§ **SHORT EXERCISE**
Locate "foliage</item>, that would be most welcome." in the data below, then output the line it is on and all following lines through the last, word for word. Skip any pictures.

==========

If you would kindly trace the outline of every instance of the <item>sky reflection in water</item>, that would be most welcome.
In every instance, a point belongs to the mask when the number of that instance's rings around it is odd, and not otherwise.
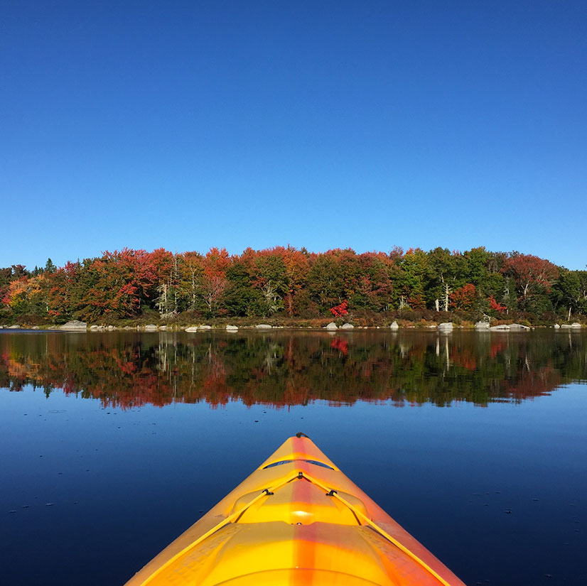
[[[468,584],[583,585],[586,364],[582,334],[1,335],[6,577],[122,584],[302,430]]]

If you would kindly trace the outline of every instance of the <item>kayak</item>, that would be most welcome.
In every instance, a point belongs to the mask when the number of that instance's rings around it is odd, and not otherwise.
[[[309,438],[289,438],[126,586],[464,586]]]

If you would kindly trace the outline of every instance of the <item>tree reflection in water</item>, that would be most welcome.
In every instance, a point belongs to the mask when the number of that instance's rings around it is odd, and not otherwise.
[[[123,408],[235,400],[483,406],[547,394],[586,371],[584,335],[551,331],[0,335],[0,386],[60,389]]]

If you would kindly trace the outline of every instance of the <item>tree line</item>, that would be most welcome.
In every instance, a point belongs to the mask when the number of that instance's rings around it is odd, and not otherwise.
[[[230,255],[123,249],[57,267],[0,268],[0,322],[91,323],[149,318],[374,320],[449,312],[537,323],[587,315],[587,271],[517,251],[394,248]]]

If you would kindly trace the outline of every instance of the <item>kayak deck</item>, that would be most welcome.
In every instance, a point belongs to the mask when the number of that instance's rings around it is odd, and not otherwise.
[[[188,584],[464,586],[306,437],[286,440],[126,586]]]

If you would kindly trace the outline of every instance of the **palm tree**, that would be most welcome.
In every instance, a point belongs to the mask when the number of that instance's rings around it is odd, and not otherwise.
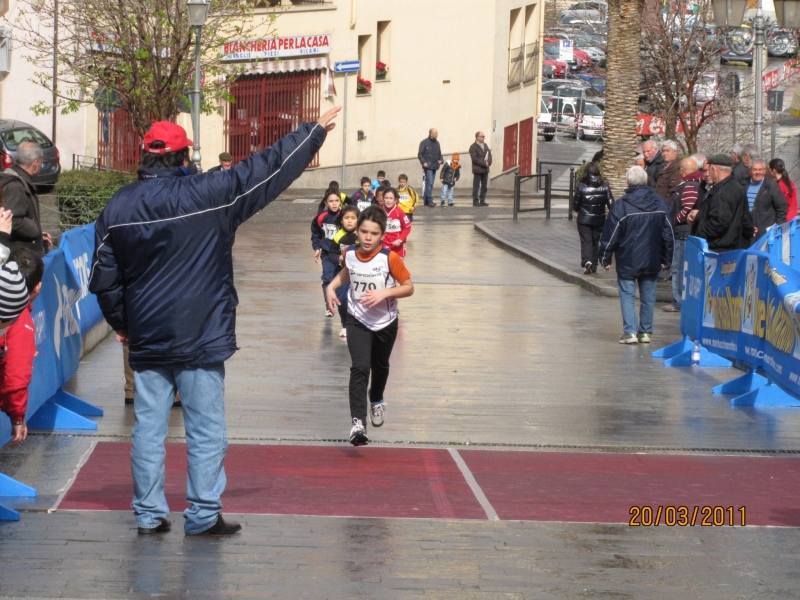
[[[603,174],[619,196],[636,156],[639,114],[639,46],[645,0],[609,0]]]

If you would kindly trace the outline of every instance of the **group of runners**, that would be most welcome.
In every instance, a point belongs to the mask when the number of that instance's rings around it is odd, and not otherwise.
[[[339,312],[339,337],[347,340],[352,359],[349,439],[354,446],[369,442],[367,419],[374,427],[386,419],[397,300],[414,293],[403,259],[418,202],[406,175],[393,187],[378,171],[375,180],[363,177],[352,196],[331,181],[311,222],[314,260],[322,264],[325,316]]]

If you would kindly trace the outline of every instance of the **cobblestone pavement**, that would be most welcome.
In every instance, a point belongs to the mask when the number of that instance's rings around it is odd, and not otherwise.
[[[469,443],[505,448],[509,460],[520,446],[800,450],[797,411],[731,409],[710,388],[732,370],[665,369],[651,347],[617,344],[616,299],[488,243],[473,229],[488,212],[437,210],[412,231],[417,292],[401,301],[377,445]],[[323,316],[312,216],[311,204],[275,203],[237,235],[241,350],[226,379],[234,443],[345,445],[349,355],[338,321]],[[677,317],[657,311],[652,346],[678,337]],[[106,411],[97,435],[37,434],[0,449],[0,471],[39,490],[16,501],[29,511],[21,522],[0,524],[0,596],[789,598],[800,588],[800,544],[783,528],[247,515],[231,539],[187,539],[179,527],[140,539],[127,512],[49,514],[93,441],[130,436],[122,384],[121,350],[108,338],[69,385]],[[170,435],[183,436],[178,411]]]

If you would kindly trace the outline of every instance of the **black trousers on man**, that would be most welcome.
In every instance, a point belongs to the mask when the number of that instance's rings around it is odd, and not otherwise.
[[[347,348],[353,365],[350,367],[350,418],[367,425],[367,384],[370,372],[370,402],[383,400],[389,380],[389,357],[397,339],[395,319],[380,331],[372,331],[353,315],[347,315]]]
[[[489,185],[489,173],[472,174],[472,203],[486,202],[486,186]],[[478,190],[480,189],[480,195]]]
[[[585,267],[587,262],[592,263],[592,271],[597,271],[597,264],[600,262],[600,237],[603,235],[603,227],[578,224],[578,235],[581,236],[581,266]]]

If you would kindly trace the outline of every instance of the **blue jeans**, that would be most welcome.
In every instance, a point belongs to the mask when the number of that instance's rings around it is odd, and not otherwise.
[[[639,279],[619,279],[619,303],[622,306],[622,331],[632,333],[653,333],[653,311],[656,307],[657,275]],[[636,320],[636,284],[639,284],[639,320]]]
[[[442,184],[442,204],[444,204],[445,198],[447,198],[447,203],[453,203],[453,190],[455,189],[456,185],[454,183],[443,183]]]
[[[675,240],[675,252],[672,254],[672,305],[681,307],[683,295],[683,254],[686,250],[686,240]]]
[[[183,517],[186,533],[200,533],[217,522],[225,491],[228,451],[225,426],[225,365],[202,369],[160,367],[135,373],[133,425],[133,512],[139,527],[153,528],[169,515],[164,496],[164,440],[174,390],[181,393],[189,473]]]
[[[422,199],[426,205],[433,204],[433,182],[436,181],[436,171],[424,169],[425,185],[422,188]]]

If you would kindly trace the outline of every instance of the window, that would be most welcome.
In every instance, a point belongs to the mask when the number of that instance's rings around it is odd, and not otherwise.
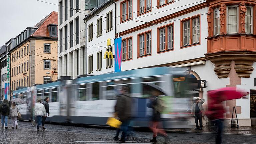
[[[174,47],[173,25],[172,24],[161,27],[158,30],[158,52],[173,49]]]
[[[62,47],[62,44],[63,44],[63,42],[62,41],[62,30],[61,29],[60,30],[60,51],[61,53],[62,52],[62,51],[63,51],[63,48]]]
[[[217,35],[220,34],[220,11],[219,10],[220,8],[217,8],[214,9],[214,35]]]
[[[45,43],[44,44],[44,53],[50,53],[50,47],[51,45],[51,44],[49,43]]]
[[[122,42],[122,60],[132,58],[132,38],[123,40]]]
[[[97,53],[97,70],[102,69],[102,51]]]
[[[89,33],[88,35],[89,35],[89,38],[88,38],[88,41],[92,40],[93,38],[93,23],[92,23],[89,25],[88,27],[89,30],[88,32]]]
[[[247,10],[245,13],[245,32],[247,33],[253,33],[253,16],[252,7],[246,7]]]
[[[161,6],[163,5],[172,2],[174,0],[158,0],[158,6]]]
[[[62,13],[63,12],[62,10],[63,8],[62,2],[60,3],[60,24],[62,24],[62,19],[63,19],[63,18],[62,18],[62,17],[63,16],[63,13]]]
[[[73,15],[73,0],[70,0],[70,17]]]
[[[200,42],[200,18],[190,18],[182,22],[182,46]],[[192,32],[191,32],[191,30]]]
[[[24,62],[24,71],[26,71],[26,62]]]
[[[227,7],[228,33],[236,33],[238,32],[238,8],[237,6]]]
[[[138,0],[139,14],[150,11],[151,9],[151,0]]]
[[[27,53],[28,54],[28,53],[29,52],[29,49],[28,48],[28,44],[27,45]]]
[[[97,36],[102,34],[102,18],[100,18],[97,20]]]
[[[107,31],[110,31],[112,29],[112,11],[109,12],[107,14]]]
[[[57,31],[57,26],[49,26],[49,31],[50,36],[51,37],[57,36],[57,33],[56,32]]]
[[[3,68],[4,67],[5,67],[5,66],[7,65],[7,61],[6,61],[6,59],[5,59],[5,60],[4,60],[3,61],[1,62],[1,68]]]
[[[7,80],[7,73],[5,74],[2,75],[2,81],[5,81]]]
[[[65,0],[65,21],[68,20],[68,0]]]
[[[72,0],[71,0],[72,1]],[[73,46],[73,21],[70,23],[69,26],[70,27],[70,47]]]
[[[138,57],[151,54],[151,31],[138,35],[139,53]]]
[[[126,0],[121,4],[122,11],[121,21],[124,21],[132,17],[132,1]]]
[[[44,69],[51,69],[50,63],[51,61],[49,60],[44,61]]]
[[[68,26],[64,27],[65,30],[65,50],[68,49]]]
[[[91,55],[89,56],[88,60],[88,69],[89,71],[88,73],[92,73],[93,71],[93,55]]]
[[[44,83],[46,83],[50,81],[51,77],[44,77]]]
[[[112,47],[109,47],[107,49],[107,51],[109,52],[111,51],[112,52]],[[107,60],[107,68],[112,67],[113,66],[113,59],[106,59]]]
[[[79,42],[79,21],[78,18],[76,19],[76,44]]]

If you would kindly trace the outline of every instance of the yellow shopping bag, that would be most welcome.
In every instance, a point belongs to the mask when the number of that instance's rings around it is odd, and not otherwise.
[[[108,119],[106,124],[112,127],[119,128],[122,124],[122,122],[115,118],[110,117]]]

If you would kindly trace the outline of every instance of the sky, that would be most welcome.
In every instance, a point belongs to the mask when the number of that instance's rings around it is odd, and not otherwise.
[[[58,4],[58,0],[41,0]],[[36,0],[0,0],[0,47],[32,27],[58,6]]]

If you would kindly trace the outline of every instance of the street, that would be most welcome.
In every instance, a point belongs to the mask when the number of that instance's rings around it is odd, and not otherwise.
[[[37,132],[29,122],[18,122],[18,129],[15,129],[11,128],[11,122],[9,122],[8,128],[0,131],[0,141],[4,143],[120,143],[113,140],[115,132],[113,130],[47,124],[45,126],[47,130]],[[152,133],[135,133],[136,136],[121,143],[151,143]],[[169,132],[168,135],[170,139],[166,141],[162,137],[158,137],[157,143],[215,143],[213,134]],[[256,141],[256,135],[224,134],[223,143],[255,144]]]

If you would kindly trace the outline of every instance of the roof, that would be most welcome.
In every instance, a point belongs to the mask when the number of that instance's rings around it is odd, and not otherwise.
[[[58,25],[58,12],[53,11],[35,25],[34,27],[38,27],[38,28],[30,36],[52,37],[50,35],[47,26],[52,24]]]

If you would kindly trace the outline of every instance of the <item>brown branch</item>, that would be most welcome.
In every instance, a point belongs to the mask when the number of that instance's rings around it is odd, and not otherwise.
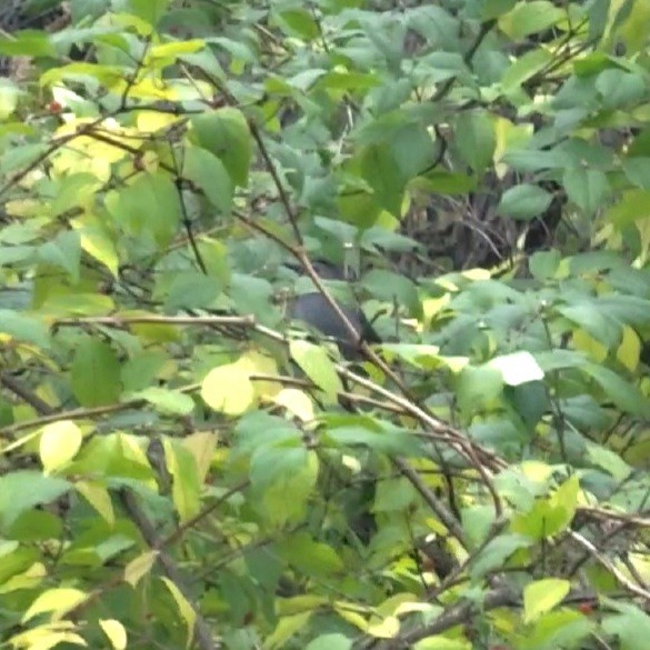
[[[158,540],[158,533],[153,524],[149,521],[144,512],[142,512],[138,501],[136,499],[134,493],[129,490],[124,489],[120,491],[120,500],[122,506],[127,510],[131,521],[138,527],[138,530],[142,534],[142,538],[147,542],[147,546],[150,549],[158,550],[157,559],[162,567],[164,574],[176,584],[177,589],[184,596],[188,606],[192,609],[194,619],[194,636],[197,639],[197,643],[201,650],[217,650],[221,646],[214,642],[212,631],[210,627],[196,608],[194,604],[191,602],[191,596],[189,593],[188,588],[184,586],[183,578],[179,568],[177,567],[176,562],[163,550],[161,550],[161,544]]]

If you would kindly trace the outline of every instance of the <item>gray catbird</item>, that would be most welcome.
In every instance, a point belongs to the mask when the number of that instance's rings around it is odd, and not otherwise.
[[[299,274],[304,274],[304,270],[299,264],[288,262],[284,266]],[[342,269],[334,267],[329,262],[314,261],[312,262],[312,267],[323,280],[344,281],[348,279]],[[359,336],[363,341],[369,343],[381,342],[381,339],[358,304],[337,303],[354,329],[359,332]],[[334,339],[339,346],[341,354],[346,359],[353,360],[359,358],[358,347],[353,338],[350,336],[348,328],[320,292],[313,291],[298,296],[291,303],[289,313],[292,319],[301,320],[326,337]]]

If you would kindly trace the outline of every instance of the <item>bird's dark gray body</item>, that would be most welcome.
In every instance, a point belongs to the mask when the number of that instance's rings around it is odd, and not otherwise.
[[[287,266],[300,274],[304,273],[301,267],[294,264]],[[347,279],[341,269],[327,262],[317,261],[312,266],[318,276],[323,280],[344,281]],[[372,329],[372,326],[358,304],[343,304],[339,301],[337,301],[337,304],[362,340],[369,343],[380,342],[377,332]],[[320,292],[314,291],[298,296],[293,300],[289,313],[292,319],[301,320],[326,337],[334,339],[339,344],[341,354],[346,359],[354,359],[359,356],[357,342],[353,337],[340,316]]]

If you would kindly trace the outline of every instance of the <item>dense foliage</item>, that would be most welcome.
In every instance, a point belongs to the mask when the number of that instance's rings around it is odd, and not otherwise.
[[[647,1],[0,21],[3,646],[647,650]]]

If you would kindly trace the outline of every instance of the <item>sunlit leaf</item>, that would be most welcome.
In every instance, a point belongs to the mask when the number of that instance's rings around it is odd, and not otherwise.
[[[558,606],[571,589],[569,580],[547,578],[523,588],[523,620],[528,623]]]
[[[71,420],[61,420],[43,427],[39,456],[47,472],[64,467],[81,447],[83,434]]]

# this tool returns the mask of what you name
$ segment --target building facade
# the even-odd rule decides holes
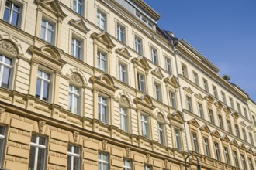
[[[0,0],[0,168],[182,170],[193,154],[254,169],[248,95],[159,17],[140,0]]]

==========

§ **EXPECTED OUTPUT**
If you would kindly trace the outline of every instance of the <item>dense foliage</item>, that would be most welcome.
In every instance, a point belongs to the mask when the number of that instance's rings around it is odd, and not otherwise.
[[[647,1],[0,21],[3,646],[647,650]]]

If you would kindly trace the outline of every instance of the <item>sunlit leaf</item>, that would be most welcome.
In every instance, a point belongs to the mask when the number of that instance's rings around it is odd, and not otherwise.
[[[558,606],[571,589],[569,580],[547,578],[523,588],[523,620],[528,623]]]
[[[71,420],[61,420],[43,427],[39,456],[47,472],[64,467],[81,447],[83,434]]]

# this tool returns the mask of what you name
$ segment --target building facade
# the even-odd rule decides holes
[[[0,0],[0,168],[182,170],[193,154],[254,169],[248,95],[159,17],[140,0]]]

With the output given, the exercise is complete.